Hm... Didn't last, though.

Monday, September 27, 2010

Operation: Stand Up

The operation has begun.  Reconnaissance began tonight and was highly successful.  It appears the initial assault will require about five minutes worth of material, with an emphasis on the filthiest stuff the lab boys can cook up.  Resistance is expected but it should be slight; we will be greeted as liberators.

In other news, it's looking like at least some of the soundtrack for Dr. Zombie-Hands is not going to be available, at least in its original form. Apparently the film is more lost than I thought despite being less than forty years old. I'm still going to do the best I can, though - I may simply have to substitute modern covers or closest equivalents for some tracks.

Friday, September 24, 2010

Next Time, I Guess

I've kegged my latest batch of beer, and in the process tried a little...  I don't know if carbonation will really bring it out somehow, but if not, I don't think there's going to be much effect from the juniper berries.  I didn't notice them at all when I took a little sample, anyway, you certainly can't smell them.  Clearly I did not crush them adequately, next time I'll try actually grinding them up as opposed to just smashing them.  I'm not sure how this batch is really going to work out in general, to be honest, I also managed to lose two liters of it somewhere.  I can take a lesson for next time from the juniper berry thing, but I have no idea where those two liters of beer went.

Life's like that, though, I guess.  You don't always learn from everything, you just try and see if it happens again.  Is it better that it does, and the universe is consistent, or that it doesn't, and it's better the second time?





Those little helicopter seeds are falling so thickly past the streetlight outside I thought it was an early snow at first.

Tuesday, September 21, 2010

Brought to You by Mug Rootbeer

Remember The Dana Carvey Show?  Apparently you can watch it on Youtube now.

It's good when you're housebound, such as, for example, when you've accidentally severely scalded one of your feet and can't really do anything that involves standing or walking.

Thursday, September 09, 2010

Dr. Zombie-Hands!

Following the wild success of my earlier work reconstructing the original soundtrack of the (sadly lost) Romanian sci-fi film Cirque De L'Espace, I've decided to try my hand again.  So to speak.

Dr. Zombie-Hands is a pretty great, weird horror film that I'd like to say has an undeserved reputation, but sadly it actually has almost no reputation at all.  Essentially impossible to find on video anymore, even on the grey market, the movie is practically forgotten.  It may not be a classic on the level of Cirque De L'Espace, but it's certainly deserving of a lot more recognition than it's gotten.  Hopefully I can contribute to that a little bit.

(Region labeling records)
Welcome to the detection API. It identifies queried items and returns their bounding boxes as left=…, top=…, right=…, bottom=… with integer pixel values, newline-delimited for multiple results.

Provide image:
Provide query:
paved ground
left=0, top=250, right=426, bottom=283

==

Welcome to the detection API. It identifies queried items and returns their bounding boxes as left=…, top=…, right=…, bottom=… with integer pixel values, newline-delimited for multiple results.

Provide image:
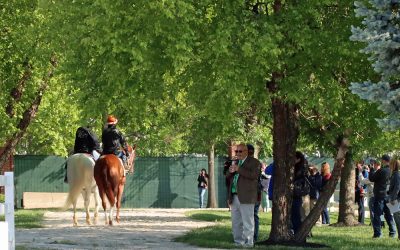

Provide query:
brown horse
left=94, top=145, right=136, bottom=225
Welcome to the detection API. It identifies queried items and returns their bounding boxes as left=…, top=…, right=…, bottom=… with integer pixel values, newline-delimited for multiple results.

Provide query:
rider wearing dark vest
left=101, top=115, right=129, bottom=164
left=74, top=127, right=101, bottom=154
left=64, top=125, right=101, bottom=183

==

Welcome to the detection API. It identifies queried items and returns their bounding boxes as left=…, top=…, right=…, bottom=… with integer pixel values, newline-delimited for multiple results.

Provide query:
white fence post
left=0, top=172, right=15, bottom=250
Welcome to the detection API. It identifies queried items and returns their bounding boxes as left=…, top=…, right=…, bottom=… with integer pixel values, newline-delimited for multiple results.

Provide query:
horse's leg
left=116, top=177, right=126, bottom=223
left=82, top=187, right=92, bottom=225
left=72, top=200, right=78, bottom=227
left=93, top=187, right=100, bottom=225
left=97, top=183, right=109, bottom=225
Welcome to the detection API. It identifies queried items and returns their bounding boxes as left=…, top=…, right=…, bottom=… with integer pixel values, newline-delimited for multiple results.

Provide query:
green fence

▶ [Challenge]: Copy word for word the passage of the blog entries that begins at the words "Following the wild" and stops after "a little bit.". None of these lines are required for what comes next.

▶ [Result of this exercise]:
Following the wild success of my earlier work reconstructing the original soundtrack of the (sadly lost) Romanian sci-fi film Cirque De L'Espace, I've decided to try my hand again.  So to speak.

Dr. Zombie-Hands is a pretty great, weird horror film that I'd like to say has an undeserved reputation, but sadly it actually has almost no reputation at all.  Essentially impossible to find on video anymore, even on the grey market, the movie is practically forgotten.  It may not be a classic on the level of Cirque De L'Espace, but it's certainly deserving of a lot more recognition than it's gotten.  Hopefully I can contribute to that a little bit.